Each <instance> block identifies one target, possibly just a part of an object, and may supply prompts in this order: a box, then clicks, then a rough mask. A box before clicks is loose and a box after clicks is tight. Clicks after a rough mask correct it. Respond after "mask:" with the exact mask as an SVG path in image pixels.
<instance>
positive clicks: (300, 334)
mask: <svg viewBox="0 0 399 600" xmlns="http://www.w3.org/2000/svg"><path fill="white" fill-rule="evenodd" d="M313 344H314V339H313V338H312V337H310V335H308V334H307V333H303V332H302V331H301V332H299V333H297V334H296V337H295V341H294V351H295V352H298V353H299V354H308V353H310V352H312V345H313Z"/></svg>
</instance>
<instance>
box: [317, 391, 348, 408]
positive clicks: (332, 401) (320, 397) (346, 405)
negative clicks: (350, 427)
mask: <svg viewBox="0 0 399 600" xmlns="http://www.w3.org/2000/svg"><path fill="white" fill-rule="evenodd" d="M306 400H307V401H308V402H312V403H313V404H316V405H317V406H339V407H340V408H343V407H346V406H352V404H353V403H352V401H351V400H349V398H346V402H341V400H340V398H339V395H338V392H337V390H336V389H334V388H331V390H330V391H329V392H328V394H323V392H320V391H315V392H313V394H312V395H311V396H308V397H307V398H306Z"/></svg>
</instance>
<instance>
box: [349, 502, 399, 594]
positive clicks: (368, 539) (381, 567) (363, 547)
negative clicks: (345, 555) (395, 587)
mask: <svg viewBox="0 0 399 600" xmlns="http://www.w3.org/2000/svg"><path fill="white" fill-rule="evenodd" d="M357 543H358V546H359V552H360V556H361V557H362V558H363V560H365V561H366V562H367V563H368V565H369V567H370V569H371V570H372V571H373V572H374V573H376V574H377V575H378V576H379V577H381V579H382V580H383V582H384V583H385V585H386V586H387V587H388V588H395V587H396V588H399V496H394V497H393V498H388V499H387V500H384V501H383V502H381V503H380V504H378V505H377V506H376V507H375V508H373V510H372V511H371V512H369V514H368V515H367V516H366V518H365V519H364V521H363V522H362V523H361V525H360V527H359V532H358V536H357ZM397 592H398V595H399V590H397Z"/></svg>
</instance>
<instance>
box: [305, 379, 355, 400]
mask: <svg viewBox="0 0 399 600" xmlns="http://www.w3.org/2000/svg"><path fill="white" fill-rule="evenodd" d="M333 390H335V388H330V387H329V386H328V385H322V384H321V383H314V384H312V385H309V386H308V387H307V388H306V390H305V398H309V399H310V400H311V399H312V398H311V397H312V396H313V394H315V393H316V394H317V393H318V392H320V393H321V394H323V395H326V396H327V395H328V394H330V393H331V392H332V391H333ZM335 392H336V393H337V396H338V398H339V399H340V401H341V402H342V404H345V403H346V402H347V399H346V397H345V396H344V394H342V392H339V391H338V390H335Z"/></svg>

• • • • •

* **Instruksi Tugas**:
Salin kembali seluruh entri di atas baris demi baris tanpa mengubah satu karakter pun.

* **Jawaban Anda**:
Each <instance> block identifies one target, possibly just a part of an object, and may supply prompts in this order: a box, then clicks, then a rough mask. A box before clicks is loose and a box after clicks is tight. Clicks after a rough mask correct it. Respond after "mask:" with the exact mask as an SVG path in image pixels.
<instance>
positive clicks: (300, 334)
mask: <svg viewBox="0 0 399 600" xmlns="http://www.w3.org/2000/svg"><path fill="white" fill-rule="evenodd" d="M313 344H314V339H313V338H312V337H310V335H308V334H307V333H303V332H302V331H301V332H299V333H297V334H296V337H295V341H294V351H295V352H298V353H299V354H308V353H310V352H312V345H313Z"/></svg>
</instance>
<instance>
box: [317, 391, 348, 408]
positive clicks: (332, 401) (320, 397) (346, 405)
negative clicks: (350, 427)
mask: <svg viewBox="0 0 399 600" xmlns="http://www.w3.org/2000/svg"><path fill="white" fill-rule="evenodd" d="M306 400H307V401H308V402H312V403H313V404H316V405H317V406H339V407H340V408H343V407H346V406H352V404H353V403H352V401H351V400H349V398H346V402H341V400H340V398H339V395H338V392H337V390H336V389H334V388H331V390H330V391H329V392H328V394H323V392H320V391H315V392H313V394H312V395H311V396H308V397H307V398H306Z"/></svg>
</instance>
<instance>
box: [349, 502, 399, 594]
positive clicks: (368, 539) (381, 567) (363, 547)
negative clicks: (345, 555) (395, 587)
mask: <svg viewBox="0 0 399 600" xmlns="http://www.w3.org/2000/svg"><path fill="white" fill-rule="evenodd" d="M357 543H358V546H359V552H360V556H361V557H362V558H363V560H365V561H366V562H367V563H368V565H369V567H370V569H371V570H372V571H373V572H374V573H376V574H377V575H378V576H379V577H381V579H382V580H383V582H384V583H385V585H386V586H387V587H388V588H395V587H396V588H399V496H394V497H393V498H388V499H387V500H384V501H383V502H381V503H380V504H378V505H377V506H376V507H375V508H373V510H372V511H371V512H369V514H368V515H367V516H366V518H365V519H364V521H363V522H362V523H361V525H360V527H359V532H358V536H357ZM397 592H398V595H399V590H397Z"/></svg>
</instance>
<instance>
box: [305, 379, 355, 400]
mask: <svg viewBox="0 0 399 600" xmlns="http://www.w3.org/2000/svg"><path fill="white" fill-rule="evenodd" d="M333 390H335V388H330V387H329V386H328V385H322V384H321V383H314V384H312V385H309V386H308V387H307V388H306V390H305V398H309V399H310V400H311V399H312V398H311V397H312V396H313V394H315V393H316V394H317V393H318V392H320V393H321V394H323V395H326V396H327V395H328V394H330V393H331V392H332V391H333ZM335 392H336V393H337V396H338V398H339V399H340V401H341V402H342V404H345V403H346V402H347V399H346V397H345V396H344V394H342V392H339V391H338V390H335Z"/></svg>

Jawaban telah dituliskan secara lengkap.